PROBLEM DETAILS: Restate word for word the lines from the one containing "of island shown above." through the end of the listing below, with both ends included.

GIVEN ENTRIES:
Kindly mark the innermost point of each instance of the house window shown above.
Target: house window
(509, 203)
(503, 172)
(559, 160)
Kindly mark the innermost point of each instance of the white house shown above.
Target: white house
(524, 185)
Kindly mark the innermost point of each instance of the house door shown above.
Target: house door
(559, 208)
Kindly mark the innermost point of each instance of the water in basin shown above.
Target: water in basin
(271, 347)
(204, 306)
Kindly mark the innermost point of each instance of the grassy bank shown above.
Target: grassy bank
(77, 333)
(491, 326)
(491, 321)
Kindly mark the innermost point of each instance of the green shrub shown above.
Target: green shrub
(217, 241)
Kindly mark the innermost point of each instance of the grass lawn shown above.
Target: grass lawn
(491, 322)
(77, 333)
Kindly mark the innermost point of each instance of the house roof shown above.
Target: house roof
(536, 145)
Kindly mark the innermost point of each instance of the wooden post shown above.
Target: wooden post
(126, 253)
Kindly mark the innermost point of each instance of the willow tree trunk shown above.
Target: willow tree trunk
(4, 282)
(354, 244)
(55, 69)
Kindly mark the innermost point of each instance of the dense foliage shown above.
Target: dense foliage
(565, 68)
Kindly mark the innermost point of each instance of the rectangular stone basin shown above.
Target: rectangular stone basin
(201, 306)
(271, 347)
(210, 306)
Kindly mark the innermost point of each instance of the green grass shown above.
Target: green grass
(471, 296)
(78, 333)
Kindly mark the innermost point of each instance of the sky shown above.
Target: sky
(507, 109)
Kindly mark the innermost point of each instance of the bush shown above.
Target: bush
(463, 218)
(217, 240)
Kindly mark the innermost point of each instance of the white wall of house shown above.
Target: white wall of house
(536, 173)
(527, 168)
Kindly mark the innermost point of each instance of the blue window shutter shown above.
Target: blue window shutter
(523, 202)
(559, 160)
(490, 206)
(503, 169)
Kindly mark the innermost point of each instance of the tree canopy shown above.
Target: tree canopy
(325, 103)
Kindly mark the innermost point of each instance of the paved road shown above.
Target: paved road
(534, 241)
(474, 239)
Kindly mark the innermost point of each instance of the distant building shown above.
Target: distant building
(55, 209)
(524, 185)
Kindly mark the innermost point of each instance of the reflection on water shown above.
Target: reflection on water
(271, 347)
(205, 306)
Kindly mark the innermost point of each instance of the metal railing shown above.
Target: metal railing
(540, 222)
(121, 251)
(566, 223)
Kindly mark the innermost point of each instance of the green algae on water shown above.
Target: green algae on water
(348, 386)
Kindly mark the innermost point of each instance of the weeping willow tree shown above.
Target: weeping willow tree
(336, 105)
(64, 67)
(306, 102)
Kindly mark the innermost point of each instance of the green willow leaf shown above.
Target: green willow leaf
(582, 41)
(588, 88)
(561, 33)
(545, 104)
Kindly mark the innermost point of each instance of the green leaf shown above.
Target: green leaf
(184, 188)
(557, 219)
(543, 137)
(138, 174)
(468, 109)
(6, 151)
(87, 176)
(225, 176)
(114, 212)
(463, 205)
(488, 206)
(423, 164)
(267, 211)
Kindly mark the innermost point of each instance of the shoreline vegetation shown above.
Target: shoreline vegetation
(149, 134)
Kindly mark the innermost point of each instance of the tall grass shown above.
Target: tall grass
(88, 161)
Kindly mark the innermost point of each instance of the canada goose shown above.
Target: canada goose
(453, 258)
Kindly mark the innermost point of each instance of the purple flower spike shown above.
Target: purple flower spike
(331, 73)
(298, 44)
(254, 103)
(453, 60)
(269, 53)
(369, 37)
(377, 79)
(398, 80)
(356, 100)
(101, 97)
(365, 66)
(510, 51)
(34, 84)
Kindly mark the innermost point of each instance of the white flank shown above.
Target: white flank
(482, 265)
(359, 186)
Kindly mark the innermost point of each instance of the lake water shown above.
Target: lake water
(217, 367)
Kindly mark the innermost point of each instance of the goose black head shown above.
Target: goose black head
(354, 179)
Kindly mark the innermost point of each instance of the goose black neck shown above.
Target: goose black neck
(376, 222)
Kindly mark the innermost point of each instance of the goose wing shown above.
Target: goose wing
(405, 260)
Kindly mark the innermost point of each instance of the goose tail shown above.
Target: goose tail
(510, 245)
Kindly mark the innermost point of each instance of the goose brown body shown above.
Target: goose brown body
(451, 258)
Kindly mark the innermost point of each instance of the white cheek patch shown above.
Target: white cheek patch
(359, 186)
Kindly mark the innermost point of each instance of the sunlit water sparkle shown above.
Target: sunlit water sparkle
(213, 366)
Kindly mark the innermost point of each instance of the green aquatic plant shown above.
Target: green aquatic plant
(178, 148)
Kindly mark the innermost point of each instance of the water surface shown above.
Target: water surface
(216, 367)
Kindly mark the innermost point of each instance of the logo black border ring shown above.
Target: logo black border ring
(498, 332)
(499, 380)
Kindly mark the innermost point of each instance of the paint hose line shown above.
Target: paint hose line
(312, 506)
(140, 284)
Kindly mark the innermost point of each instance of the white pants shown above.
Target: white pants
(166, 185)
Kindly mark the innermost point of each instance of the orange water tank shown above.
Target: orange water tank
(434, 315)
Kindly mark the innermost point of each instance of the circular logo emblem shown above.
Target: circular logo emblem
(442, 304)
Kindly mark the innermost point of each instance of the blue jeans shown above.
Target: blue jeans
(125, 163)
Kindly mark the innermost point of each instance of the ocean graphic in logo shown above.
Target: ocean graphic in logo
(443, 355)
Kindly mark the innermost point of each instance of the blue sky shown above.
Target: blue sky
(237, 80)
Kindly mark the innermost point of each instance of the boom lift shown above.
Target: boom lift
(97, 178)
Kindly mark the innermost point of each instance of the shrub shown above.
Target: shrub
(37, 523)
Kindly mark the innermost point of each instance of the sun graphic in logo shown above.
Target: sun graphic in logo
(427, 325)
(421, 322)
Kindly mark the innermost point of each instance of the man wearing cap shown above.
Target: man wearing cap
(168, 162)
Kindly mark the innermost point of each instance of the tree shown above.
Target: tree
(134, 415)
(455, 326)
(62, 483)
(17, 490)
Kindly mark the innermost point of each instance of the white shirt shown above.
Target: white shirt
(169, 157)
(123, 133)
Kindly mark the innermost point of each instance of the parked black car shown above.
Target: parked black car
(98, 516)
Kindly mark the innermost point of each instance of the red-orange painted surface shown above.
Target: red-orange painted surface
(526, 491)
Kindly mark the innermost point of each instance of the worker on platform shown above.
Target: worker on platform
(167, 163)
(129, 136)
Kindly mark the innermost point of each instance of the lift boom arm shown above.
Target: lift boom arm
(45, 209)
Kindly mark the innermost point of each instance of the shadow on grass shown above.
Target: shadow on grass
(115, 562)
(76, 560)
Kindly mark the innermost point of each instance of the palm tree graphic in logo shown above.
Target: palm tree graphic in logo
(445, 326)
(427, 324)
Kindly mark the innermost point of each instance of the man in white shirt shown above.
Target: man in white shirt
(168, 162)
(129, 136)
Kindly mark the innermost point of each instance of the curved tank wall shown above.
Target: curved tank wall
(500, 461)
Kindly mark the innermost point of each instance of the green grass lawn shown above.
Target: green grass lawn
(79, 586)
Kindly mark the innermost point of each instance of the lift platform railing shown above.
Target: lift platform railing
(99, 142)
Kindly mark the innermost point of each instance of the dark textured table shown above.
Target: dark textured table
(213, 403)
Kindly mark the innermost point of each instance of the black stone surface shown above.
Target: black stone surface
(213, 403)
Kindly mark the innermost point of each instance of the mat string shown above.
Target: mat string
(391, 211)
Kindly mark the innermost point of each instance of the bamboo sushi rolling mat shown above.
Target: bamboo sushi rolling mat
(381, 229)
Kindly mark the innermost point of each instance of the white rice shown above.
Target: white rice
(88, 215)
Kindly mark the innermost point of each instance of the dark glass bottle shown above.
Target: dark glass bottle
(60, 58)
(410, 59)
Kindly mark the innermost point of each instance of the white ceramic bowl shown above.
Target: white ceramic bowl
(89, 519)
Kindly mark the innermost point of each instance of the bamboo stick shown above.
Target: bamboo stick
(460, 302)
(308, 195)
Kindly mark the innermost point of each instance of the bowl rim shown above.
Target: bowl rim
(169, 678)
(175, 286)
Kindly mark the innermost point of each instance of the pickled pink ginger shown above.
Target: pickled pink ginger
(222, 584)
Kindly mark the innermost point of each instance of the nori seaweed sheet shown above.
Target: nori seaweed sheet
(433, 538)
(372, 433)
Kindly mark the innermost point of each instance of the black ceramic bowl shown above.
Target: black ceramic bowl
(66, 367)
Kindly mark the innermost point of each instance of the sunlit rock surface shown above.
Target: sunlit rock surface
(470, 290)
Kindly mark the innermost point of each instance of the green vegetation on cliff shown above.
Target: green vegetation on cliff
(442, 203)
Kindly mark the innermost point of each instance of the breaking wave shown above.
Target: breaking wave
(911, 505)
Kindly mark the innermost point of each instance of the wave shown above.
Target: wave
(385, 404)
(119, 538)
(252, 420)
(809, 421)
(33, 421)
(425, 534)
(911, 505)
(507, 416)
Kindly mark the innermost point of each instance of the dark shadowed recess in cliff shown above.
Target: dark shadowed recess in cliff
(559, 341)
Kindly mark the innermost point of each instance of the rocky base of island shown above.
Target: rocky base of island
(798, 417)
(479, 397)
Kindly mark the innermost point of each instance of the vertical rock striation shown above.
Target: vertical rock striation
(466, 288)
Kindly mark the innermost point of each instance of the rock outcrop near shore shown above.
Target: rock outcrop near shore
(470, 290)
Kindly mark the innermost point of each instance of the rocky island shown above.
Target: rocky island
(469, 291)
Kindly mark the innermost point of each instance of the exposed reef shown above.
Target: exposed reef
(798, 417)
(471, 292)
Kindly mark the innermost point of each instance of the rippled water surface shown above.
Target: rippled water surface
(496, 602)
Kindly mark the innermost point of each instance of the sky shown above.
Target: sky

ANSWER TO THIS PROBLEM:
Kindly mark the innermost point of each instance of the rocky base of island shown above.
Target: rocky base of island
(798, 417)
(479, 397)
Kindly mark the innermost point of each instance of the vertical rock striation shown above.
Target: vertical rock striation
(466, 288)
Kindly mark the innermost point of each instance of the rock outcrop near shore shown above.
Target: rock outcrop near shore
(470, 290)
Kindly mark the innermost point of each instance of the rocky island shown above.
Target: rocky island
(469, 291)
Kindly mark the innermost point of each instance of the exposed reef shown above.
Target: exposed reef
(798, 417)
(471, 292)
Kindly mark the innermost point of each instance of the rippled water surface shown above.
Target: rippled water surface
(496, 602)
Kindly mark the innermost point of each instance of the sky shown above.
Target: sky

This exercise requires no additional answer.